**What is asked:**
a. Reproduce everything in the Spark K-means notebook from "df = assembler.transform(df)" down to "print(center)", word for word.
b. Carry on the Spark K-means notebook from the point at which it stops.

**Document text:**
# Spark K-MeansClustering Demo


Run the colab Demo :  [![Open In Colab](https://colab.research.google.com/assets/colab-badge.svg)](https://colab.research.google.com/drive/1GuLkMWvxZQTlfVEPcsv-OwZ4rgFJ2MiT?usp=sharing)



## Setup Spark in Colab

In [1]:
# Install Java, Spark 3.3.2 and py4j
!apt-get install openjdk-11-jdk -qq > /dev/null
!wget -q https://archive.apache.org/dist/spark/spark-3.3.2/spark-3.3.2-bin-hadoop3.tgz
!tar xf spark-3.3.2-bin-hadoop3.tgz
!pip install -q findspark


In [2]:
# Set environment variables
import os
os.environ["JAVA_HOME"] = "/usr/lib/jvm/java-11-openjdk-amd64"
os.environ["SPARK_HOME"] = "/content/spark-3.3.2-bin-hadoop3"


In [3]:
#  Initialize Spark
import findspark
findspark.init()

from pyspark.sql import SparkSession

spark = SparkSession.builder \
    .appName("Colab Spark MLlib Setup") \
    .getOrCreate()

print("Spark Session started successfully!")


Spark Session started successfully!



# Load the Iris Dataset

In [4]:
# Download and load the Iris dataset
!wget -q https://archive.ics.uci.edu/ml/machine-learning-databases/iris/iris.data -O iris.csv


In [5]:
# Load with labels
df = spark.read.csv("iris.csv", inferSchema=True, header=False)
df = df.toDF("sepal_length", "sepal_width", "petal_length", "petal_width", "label")
df.show(5)


+------------+-----------+------------+-----------+-----------+
|sepal_length|sepal_width|petal_length|petal_width|      label|
+------------+-----------+------------+-----------+-----------+
|         5.1|        3.5|         1.4|        0.2|Iris-setosa|
|         4.9|        3.0|         1.4|        0.2|Iris-setosa|
|         4.7|        3.2|         1.3|        0.2|Iris-setosa|
|         4.6|        3.1|         1.5|        0.2|Iris-setosa|
|         5.0|        3.6|         1.4|        0.2|Iris-setosa|
+------------+-----------+------------+-----------+-----------+
only showing top 5 rows



In [6]:
# Assemble features
from pyspark.ml.feature import VectorAssembler

assembler = VectorAssembler(
    inputCols=["sepal_length", "sepal_width", "petal_length", "petal_width"],
    outputCol="features"
)
df = assembler.transform(df)

#Train Model

In [7]:
# Train KMeans model
from pyspark.ml.clustering import KMeans

kmeans = KMeans(featuresCol="features", k=3, seed=1)
model = kmeans.fit(df)

print(" Model trained. Cluster centers:")
for center in model.clusterCenters():
    print(center)

**Data shown:**
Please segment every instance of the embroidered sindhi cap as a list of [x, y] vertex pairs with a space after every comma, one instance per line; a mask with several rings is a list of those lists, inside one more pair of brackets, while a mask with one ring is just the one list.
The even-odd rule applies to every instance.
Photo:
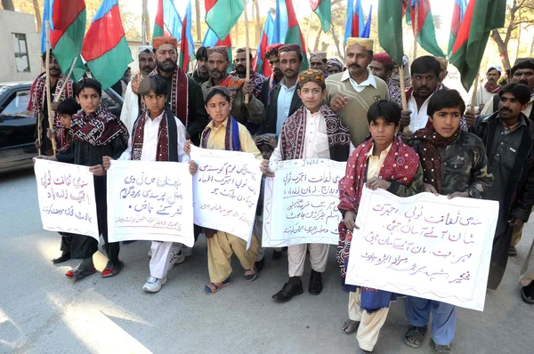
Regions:
[[160, 45], [171, 44], [174, 48], [178, 48], [178, 42], [174, 36], [157, 36], [152, 40], [154, 50], [157, 50]]

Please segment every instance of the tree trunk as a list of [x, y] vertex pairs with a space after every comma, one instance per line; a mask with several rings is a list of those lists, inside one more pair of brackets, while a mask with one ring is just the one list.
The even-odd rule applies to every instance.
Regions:
[[253, 0], [253, 5], [255, 7], [255, 18], [256, 18], [256, 43], [257, 45], [260, 45], [260, 41], [262, 40], [262, 20], [260, 19], [260, 4], [258, 0]]
[[12, 0], [2, 0], [2, 7], [4, 10], [15, 11]]
[[37, 32], [41, 31], [43, 26], [43, 18], [41, 17], [41, 11], [39, 10], [39, 1], [33, 0], [34, 10], [36, 12], [36, 20], [37, 21]]
[[200, 29], [200, 0], [195, 0], [195, 16], [197, 18], [197, 41], [202, 42], [202, 31]]
[[332, 25], [332, 37], [334, 38], [334, 44], [336, 44], [336, 49], [337, 49], [337, 55], [341, 59], [341, 61], [344, 61], [344, 54], [339, 49], [339, 38], [336, 34], [336, 26]]
[[495, 41], [497, 46], [498, 47], [498, 54], [505, 70], [511, 68], [510, 58], [508, 58], [508, 47], [503, 41], [503, 38], [500, 36], [500, 34], [497, 29], [491, 31], [491, 38]]
[[322, 34], [322, 28], [319, 26], [319, 32], [317, 32], [317, 36], [315, 37], [315, 44], [313, 44], [313, 52], [317, 52], [319, 48], [319, 44], [320, 43], [320, 35]]

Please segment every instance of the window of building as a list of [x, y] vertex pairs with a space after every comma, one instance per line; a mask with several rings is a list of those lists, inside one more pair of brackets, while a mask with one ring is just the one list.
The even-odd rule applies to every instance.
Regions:
[[26, 45], [26, 35], [22, 33], [12, 33], [12, 39], [15, 52], [17, 71], [20, 73], [29, 72], [29, 59], [28, 57], [28, 45]]

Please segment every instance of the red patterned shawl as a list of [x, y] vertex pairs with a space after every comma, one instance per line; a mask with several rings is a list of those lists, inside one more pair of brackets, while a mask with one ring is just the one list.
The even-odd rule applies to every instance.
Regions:
[[[150, 76], [159, 75], [158, 67], [149, 75]], [[162, 76], [163, 77], [163, 76]], [[171, 110], [173, 114], [187, 128], [189, 122], [189, 80], [190, 77], [179, 67], [176, 67], [173, 74], [173, 87], [171, 90]], [[142, 112], [147, 110], [147, 106], [141, 100]]]
[[120, 119], [106, 109], [100, 107], [91, 114], [80, 110], [72, 116], [73, 139], [87, 142], [93, 146], [104, 146], [120, 136], [125, 146], [128, 145], [128, 129]]
[[[51, 97], [51, 101], [54, 101], [54, 99], [60, 94], [60, 91], [61, 91], [61, 87], [65, 85], [65, 81], [67, 76], [61, 74], [58, 78], [56, 83], [56, 88], [53, 93], [53, 97]], [[62, 102], [66, 99], [74, 96], [74, 89], [73, 89], [73, 81], [69, 79], [67, 82], [67, 87], [61, 93], [61, 97], [59, 100], [56, 100], [58, 102]], [[28, 110], [33, 112], [33, 114], [38, 118], [39, 112], [44, 110], [44, 101], [46, 98], [46, 73], [40, 74], [36, 81], [31, 85], [31, 90], [29, 91], [29, 102], [28, 103]], [[48, 126], [48, 122], [44, 122], [43, 124]], [[67, 143], [65, 141], [65, 135], [62, 133], [63, 125], [61, 124], [61, 117], [57, 112], [52, 112], [52, 124], [53, 125], [53, 133], [57, 143], [58, 150], [61, 149], [63, 146]]]
[[[321, 104], [320, 114], [327, 124], [328, 146], [349, 145], [349, 128], [326, 104]], [[304, 138], [306, 136], [306, 113], [304, 106], [298, 109], [282, 125], [281, 154], [282, 159], [292, 160], [303, 157]]]
[[[349, 157], [345, 175], [339, 181], [340, 210], [353, 211], [358, 213], [358, 206], [367, 181], [367, 167], [369, 154], [374, 146], [373, 139], [360, 145]], [[380, 168], [378, 177], [384, 181], [398, 181], [408, 186], [417, 174], [419, 157], [416, 150], [393, 139], [392, 148]], [[352, 233], [347, 230], [342, 220], [338, 227], [337, 263], [341, 276], [345, 277], [345, 261], [349, 259]]]

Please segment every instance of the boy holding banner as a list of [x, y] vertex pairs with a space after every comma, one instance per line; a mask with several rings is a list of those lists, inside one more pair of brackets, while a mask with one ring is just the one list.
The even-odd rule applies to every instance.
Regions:
[[[197, 164], [190, 161], [184, 152], [186, 129], [182, 121], [166, 107], [167, 84], [158, 76], [145, 77], [139, 85], [139, 93], [147, 107], [134, 124], [128, 149], [119, 160], [188, 162], [191, 175], [197, 173]], [[111, 157], [104, 157], [104, 168], [111, 165]], [[166, 282], [166, 274], [174, 265], [175, 259], [182, 257], [182, 244], [152, 241], [150, 251], [150, 276], [142, 290], [158, 293]]]
[[[76, 100], [82, 109], [72, 119], [72, 143], [58, 151], [55, 156], [39, 157], [89, 166], [89, 171], [94, 175], [98, 229], [104, 238], [109, 258], [101, 276], [109, 278], [118, 274], [125, 263], [118, 259], [119, 243], [108, 242], [106, 171], [102, 166], [102, 159], [104, 156], [118, 158], [126, 149], [129, 134], [120, 119], [101, 107], [101, 84], [93, 78], [84, 78], [77, 83]], [[65, 275], [77, 280], [93, 274], [96, 270], [93, 263], [93, 254], [97, 251], [97, 239], [89, 236], [74, 235], [71, 257], [83, 261]]]
[[[298, 76], [297, 93], [303, 106], [282, 125], [278, 147], [271, 162], [300, 158], [329, 158], [345, 161], [349, 156], [351, 135], [341, 118], [324, 104], [327, 94], [325, 75], [310, 69]], [[306, 252], [310, 250], [312, 274], [308, 292], [317, 295], [322, 291], [321, 273], [327, 267], [328, 244], [292, 245], [287, 247], [289, 280], [272, 295], [277, 302], [287, 302], [303, 294], [301, 277], [304, 272]]]
[[[269, 161], [263, 160], [256, 148], [250, 133], [245, 125], [238, 123], [230, 112], [232, 109], [231, 94], [228, 88], [214, 86], [206, 90], [206, 109], [212, 121], [202, 132], [200, 147], [228, 151], [243, 151], [254, 154], [262, 160], [260, 171], [267, 173]], [[189, 153], [190, 141], [188, 141], [186, 152]], [[235, 253], [245, 269], [245, 280], [256, 278], [255, 261], [258, 253], [258, 242], [253, 235], [250, 246], [247, 249], [247, 241], [235, 235], [216, 229], [204, 228], [207, 238], [207, 269], [210, 282], [204, 288], [204, 294], [211, 295], [221, 288], [230, 285], [231, 266], [230, 261]]]
[[[428, 102], [431, 127], [419, 129], [409, 141], [421, 157], [425, 192], [481, 199], [493, 183], [484, 143], [460, 127], [465, 110], [465, 103], [457, 91], [437, 91]], [[451, 352], [456, 306], [409, 296], [405, 310], [411, 325], [404, 335], [406, 344], [421, 346], [432, 312], [430, 344], [436, 353]]]
[[383, 189], [399, 197], [416, 195], [423, 189], [423, 169], [416, 151], [395, 138], [400, 121], [400, 108], [396, 103], [385, 100], [373, 103], [367, 118], [371, 139], [352, 151], [345, 176], [339, 181], [338, 209], [344, 221], [338, 229], [337, 262], [343, 289], [349, 292], [349, 320], [342, 330], [346, 334], [358, 331], [361, 351], [371, 352], [396, 294], [344, 284], [352, 231], [358, 229], [355, 221], [360, 199], [365, 187]]

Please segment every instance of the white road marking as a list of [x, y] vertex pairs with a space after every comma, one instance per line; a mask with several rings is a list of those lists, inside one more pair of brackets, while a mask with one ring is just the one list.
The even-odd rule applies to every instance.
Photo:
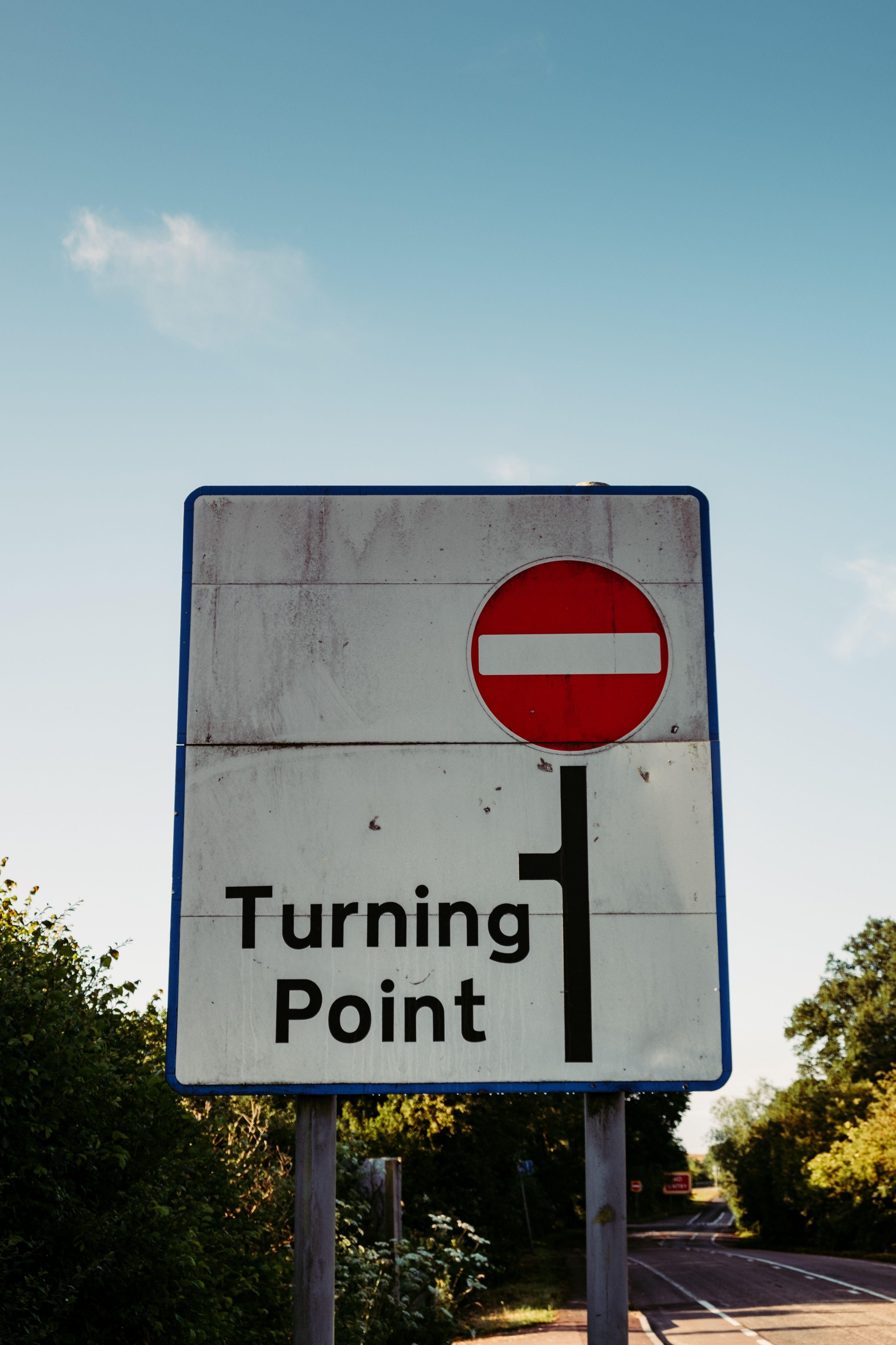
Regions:
[[758, 1332], [751, 1330], [748, 1326], [742, 1326], [740, 1322], [735, 1321], [733, 1317], [728, 1317], [727, 1313], [723, 1313], [720, 1307], [713, 1307], [712, 1303], [708, 1303], [705, 1298], [697, 1298], [697, 1295], [692, 1294], [689, 1289], [685, 1289], [684, 1284], [678, 1284], [678, 1282], [674, 1279], [669, 1279], [669, 1276], [664, 1275], [661, 1270], [656, 1268], [656, 1266], [649, 1266], [647, 1262], [639, 1262], [637, 1256], [630, 1256], [629, 1260], [634, 1262], [635, 1266], [643, 1266], [645, 1270], [653, 1271], [653, 1274], [658, 1275], [660, 1279], [665, 1279], [666, 1284], [672, 1284], [672, 1287], [677, 1289], [680, 1294], [684, 1294], [685, 1298], [689, 1298], [692, 1303], [700, 1303], [700, 1306], [704, 1307], [708, 1313], [715, 1313], [716, 1317], [721, 1317], [723, 1322], [728, 1322], [729, 1326], [736, 1326], [737, 1330], [743, 1332], [744, 1336], [750, 1336], [752, 1340], [755, 1340], [756, 1345], [771, 1345], [771, 1341], [767, 1341], [764, 1336], [759, 1336]]
[[661, 667], [660, 636], [653, 631], [480, 636], [482, 677], [587, 677]]
[[654, 1333], [650, 1330], [650, 1322], [643, 1315], [643, 1313], [635, 1313], [635, 1317], [641, 1322], [641, 1330], [647, 1337], [647, 1340], [652, 1342], [652, 1345], [662, 1345], [662, 1341], [660, 1340], [660, 1337], [654, 1336]]
[[818, 1271], [813, 1271], [807, 1275], [802, 1266], [785, 1266], [783, 1262], [770, 1262], [767, 1256], [744, 1256], [743, 1252], [723, 1252], [717, 1248], [709, 1252], [711, 1256], [732, 1256], [735, 1260], [752, 1260], [758, 1262], [760, 1266], [774, 1266], [776, 1270], [793, 1270], [797, 1275], [805, 1275], [806, 1279], [826, 1279], [829, 1284], [842, 1284], [844, 1289], [852, 1289], [856, 1294], [870, 1294], [872, 1298], [883, 1298], [885, 1303], [896, 1303], [896, 1298], [891, 1294], [879, 1294], [876, 1289], [865, 1289], [862, 1284], [850, 1284], [848, 1279], [834, 1279], [833, 1275], [821, 1275]]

**Written answers:**
a.
df = assembler.transform(df)

#Train Model

In [7]:
# Train KMeans model
from pyspark.ml.clustering import KMeans

kmeans = KMeans(featuresCol="features", k=3, seed=1)
model = kmeans.fit(df)

print(" Model trained. Cluster centers:")
for center in model.clusterCenters():
    print(center)

b.
 Model trained. Cluster centers:
[5.9016129  2.7483871  4.39354839 1.43387097]
[5.006 3.418 1.464 0.244]
[6.85       3.07368421 5.74210526 2.07105263]


In [8]:
# Make predictions
predictions = model.transform(df)
predictions.select("features", "label", "prediction").show(10)


+-----------------+-----------+----------+
|         features|      label|prediction|
+-----------------+-----------+----------+
|[5.1,3.5,1.4,0.2]|Iris-setosa|         1|
|[4.9,3.0,1.4,0.2]|Iris-setosa|         1|
|[4.7,3.2,1.3,0.2]|Iris-setosa|         1|
|[4.6,3.1,1.5,0.2]|Iris-setosa|         1|
|[5.0,3.6,1.4,0.2]|Iris-setosa|         1|
|[5.4,3.9,1.7,0.4]|Iris-setosa|         1|
|[4.6,3.4,1.4,0.3]|Iris-setosa|         1|
|[5.0,3.4,1.5,0.2]|Iris-setosa|         1|
|[4.4,2.9,1.4,0.2]|Iris-setosa|         1|
|[4.9,3.1,1.5,0.1]|Iris-setosa|         1|
+-----------------+-----------+----------+
only showing top 10 rows



# Evaluate

In [9]:
# Evaluate Clustering
from pyspark.ml.evaluation import ClusteringEvaluator

# Silhouette Score
evaluator = ClusteringEvaluator(featuresCol="features", predictionCol="prediction", metricName="silhouette")
silhouette = evaluator.evaluate(predictions)

# WSSSE (Sum of Squared Errors)
wssse = model.summary.trainingCost

print("\nK-Means Evaluation Metrics:")
print(f"Silhouette Score : {silhouette:.2f}")
print(f"WSSSE            : {wssse:.2f}")



K-Means Evaluation Metrics:
Silhouette Score : 0.74
WSSSE            : 78.94


In [10]:
# Cluster Sizes
print("\n Cluster Sizes:")
predictions.groupBy("prediction").count().show()



 Cluster Sizes:
+----------+-----+
|prediction|count|
+----------+-----+
|         1|   50|
|         2|   38|
|         0|   62|
+----------+-----+



In [11]:
# Compare with real labels
print("\n Cluster Prediction vs Real Label:")
predictions.groupBy("label", "prediction").count().orderBy("label").show(20)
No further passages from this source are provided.